- **DIRECTIVE**
Only the lines starting at the one that contains "interior with a point in the photo above." and running to the end should be repeated, exactly as written.

- **EXERCISE INPUT**
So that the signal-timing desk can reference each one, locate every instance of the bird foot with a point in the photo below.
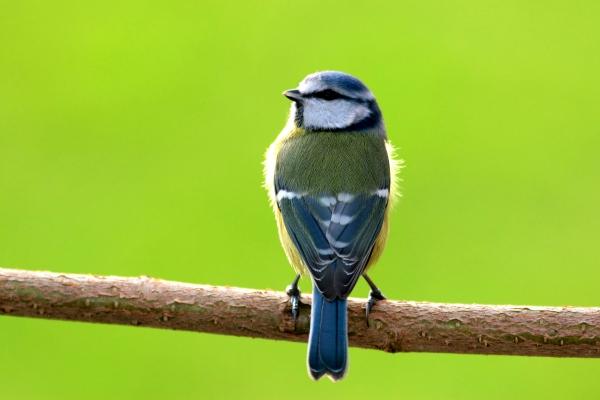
(374, 296)
(294, 293)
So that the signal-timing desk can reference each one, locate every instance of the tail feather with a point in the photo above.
(328, 339)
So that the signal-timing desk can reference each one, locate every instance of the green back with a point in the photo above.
(332, 162)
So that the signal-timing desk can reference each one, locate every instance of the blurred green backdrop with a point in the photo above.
(131, 140)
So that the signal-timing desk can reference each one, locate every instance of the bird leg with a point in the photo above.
(294, 293)
(374, 295)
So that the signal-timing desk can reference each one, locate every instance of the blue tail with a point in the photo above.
(328, 340)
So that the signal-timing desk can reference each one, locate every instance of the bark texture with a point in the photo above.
(395, 326)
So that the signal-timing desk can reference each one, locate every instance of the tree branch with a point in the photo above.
(394, 325)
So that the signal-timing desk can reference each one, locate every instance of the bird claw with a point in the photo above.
(294, 293)
(374, 296)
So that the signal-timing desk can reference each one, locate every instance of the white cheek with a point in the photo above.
(335, 114)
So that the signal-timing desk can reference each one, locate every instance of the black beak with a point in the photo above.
(293, 94)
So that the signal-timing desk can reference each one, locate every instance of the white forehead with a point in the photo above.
(316, 83)
(335, 114)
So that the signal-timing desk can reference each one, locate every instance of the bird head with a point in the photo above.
(333, 101)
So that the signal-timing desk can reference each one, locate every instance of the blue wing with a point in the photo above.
(334, 234)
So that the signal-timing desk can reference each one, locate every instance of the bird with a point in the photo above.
(331, 179)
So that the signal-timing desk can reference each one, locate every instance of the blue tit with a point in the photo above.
(330, 175)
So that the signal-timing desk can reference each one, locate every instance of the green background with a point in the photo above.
(131, 141)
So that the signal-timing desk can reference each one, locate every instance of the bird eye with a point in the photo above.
(327, 94)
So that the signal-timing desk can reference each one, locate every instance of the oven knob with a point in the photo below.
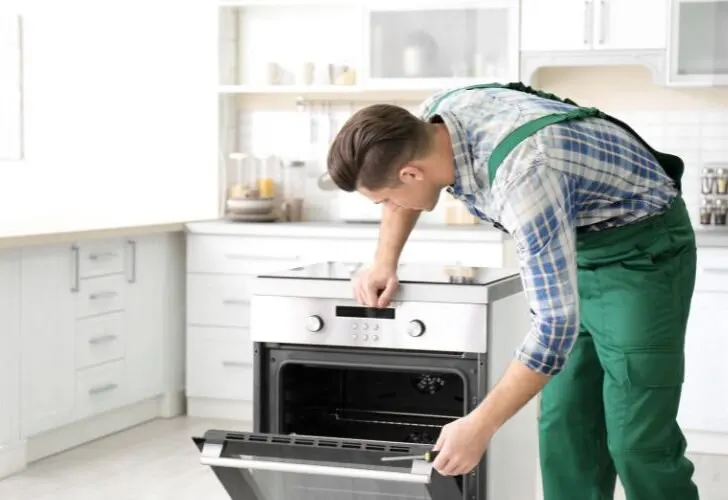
(415, 328)
(314, 323)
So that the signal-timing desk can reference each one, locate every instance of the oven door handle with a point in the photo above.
(322, 470)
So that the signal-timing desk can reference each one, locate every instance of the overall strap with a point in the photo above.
(512, 140)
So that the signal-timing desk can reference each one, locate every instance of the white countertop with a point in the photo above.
(422, 232)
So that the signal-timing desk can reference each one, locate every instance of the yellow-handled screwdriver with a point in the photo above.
(428, 456)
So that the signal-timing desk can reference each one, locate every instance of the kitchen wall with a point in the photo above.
(692, 123)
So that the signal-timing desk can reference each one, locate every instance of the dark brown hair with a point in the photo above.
(373, 144)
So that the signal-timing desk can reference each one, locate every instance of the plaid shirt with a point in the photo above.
(586, 174)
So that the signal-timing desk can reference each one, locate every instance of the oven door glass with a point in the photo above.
(254, 466)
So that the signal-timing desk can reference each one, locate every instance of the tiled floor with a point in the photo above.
(158, 461)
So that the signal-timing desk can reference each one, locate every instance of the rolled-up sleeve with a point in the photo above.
(540, 214)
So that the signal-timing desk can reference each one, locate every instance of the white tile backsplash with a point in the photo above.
(698, 137)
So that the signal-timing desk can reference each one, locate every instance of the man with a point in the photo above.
(608, 262)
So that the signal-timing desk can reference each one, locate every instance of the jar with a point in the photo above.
(268, 172)
(706, 212)
(294, 188)
(707, 181)
(720, 213)
(721, 181)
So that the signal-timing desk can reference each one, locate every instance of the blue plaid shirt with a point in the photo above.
(586, 174)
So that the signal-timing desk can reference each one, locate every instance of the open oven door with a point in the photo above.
(254, 466)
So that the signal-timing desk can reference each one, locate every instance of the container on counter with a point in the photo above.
(720, 212)
(721, 181)
(294, 188)
(268, 171)
(706, 212)
(708, 181)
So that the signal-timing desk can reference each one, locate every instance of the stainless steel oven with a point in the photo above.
(339, 386)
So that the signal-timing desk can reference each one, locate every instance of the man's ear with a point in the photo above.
(411, 173)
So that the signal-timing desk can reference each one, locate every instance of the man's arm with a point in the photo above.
(395, 228)
(540, 215)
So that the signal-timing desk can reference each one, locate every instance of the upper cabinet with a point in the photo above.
(354, 46)
(578, 25)
(698, 51)
(120, 115)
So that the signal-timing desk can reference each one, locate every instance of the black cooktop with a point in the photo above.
(407, 273)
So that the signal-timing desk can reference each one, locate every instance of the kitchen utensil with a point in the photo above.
(428, 456)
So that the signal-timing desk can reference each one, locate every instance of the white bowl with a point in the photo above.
(252, 206)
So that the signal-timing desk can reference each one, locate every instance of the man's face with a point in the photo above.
(414, 192)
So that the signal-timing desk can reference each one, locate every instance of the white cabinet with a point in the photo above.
(9, 357)
(103, 96)
(583, 25)
(48, 280)
(146, 309)
(704, 404)
(698, 50)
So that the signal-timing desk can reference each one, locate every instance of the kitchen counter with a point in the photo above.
(351, 231)
(707, 237)
(74, 237)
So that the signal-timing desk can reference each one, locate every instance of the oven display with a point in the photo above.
(364, 312)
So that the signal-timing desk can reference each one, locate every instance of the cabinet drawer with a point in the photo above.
(218, 300)
(99, 340)
(235, 255)
(219, 369)
(100, 295)
(99, 389)
(99, 258)
(712, 270)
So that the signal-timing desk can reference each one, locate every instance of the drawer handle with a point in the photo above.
(102, 256)
(102, 388)
(715, 270)
(242, 256)
(235, 364)
(234, 302)
(101, 339)
(102, 295)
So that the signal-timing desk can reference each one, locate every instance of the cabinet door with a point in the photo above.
(48, 346)
(704, 404)
(146, 301)
(556, 25)
(120, 111)
(626, 24)
(9, 348)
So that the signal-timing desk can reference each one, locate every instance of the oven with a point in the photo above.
(338, 387)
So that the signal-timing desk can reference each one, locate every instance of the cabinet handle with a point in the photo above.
(101, 256)
(75, 265)
(102, 388)
(236, 364)
(131, 278)
(101, 339)
(241, 256)
(588, 15)
(101, 295)
(234, 302)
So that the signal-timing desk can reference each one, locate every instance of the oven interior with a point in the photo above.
(361, 403)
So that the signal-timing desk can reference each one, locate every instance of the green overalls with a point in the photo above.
(613, 408)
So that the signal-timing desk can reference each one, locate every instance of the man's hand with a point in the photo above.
(462, 444)
(374, 287)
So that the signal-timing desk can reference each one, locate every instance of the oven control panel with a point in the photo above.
(418, 325)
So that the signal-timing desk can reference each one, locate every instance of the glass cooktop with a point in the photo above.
(407, 273)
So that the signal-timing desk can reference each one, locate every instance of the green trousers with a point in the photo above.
(612, 410)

- **RESPONSE FOR THIS EXERCISE**
So that the signal-timing desk can reference each one, locate every instance of the oven interior with a point in the photo above.
(361, 403)
So that the signal-timing desk can reference each one, locate every instance of the green overalls with a point in the photo above.
(613, 408)
So that the signal-timing desk can reference each one, locate every instance of the man's hand with a point in the photo above.
(462, 444)
(374, 287)
So that the signal-timing desk can reference each one, locate every instance of the oven control panel with a point in the photo above.
(418, 325)
So that the signal-timing desk can reference each one, locate every instance of the glass cooktop with a point in the photo above.
(407, 273)
So that the signal-timing desk can reference each one, locate every instance of the green trousers with a point in the photo above.
(612, 410)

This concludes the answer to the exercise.